┏━━
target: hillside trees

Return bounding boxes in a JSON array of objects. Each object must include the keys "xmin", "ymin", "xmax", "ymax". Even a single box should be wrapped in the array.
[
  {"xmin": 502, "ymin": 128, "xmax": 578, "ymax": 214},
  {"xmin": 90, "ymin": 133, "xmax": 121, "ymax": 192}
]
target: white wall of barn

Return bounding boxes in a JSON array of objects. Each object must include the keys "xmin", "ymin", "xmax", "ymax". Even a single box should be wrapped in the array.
┗━━
Rewrite all the rows above, replacing each occurrence of "target" with "label" and leaving every other character unchanged.

Exercise response »
label: hillside trees

Return bounding boxes in a JSON array of objects. Each object must include the keys "xmin", "ymin", "xmax", "ymax". Even a single box should be wrapped in the array.
[
  {"xmin": 502, "ymin": 128, "xmax": 578, "ymax": 214},
  {"xmin": 90, "ymin": 133, "xmax": 121, "ymax": 192}
]
label: white wall of barn

Return bounding boxes in a JSON array of objects. Each object must include the keys "xmin", "ymin", "xmax", "ymax". Even a single box should be wrapped in the array.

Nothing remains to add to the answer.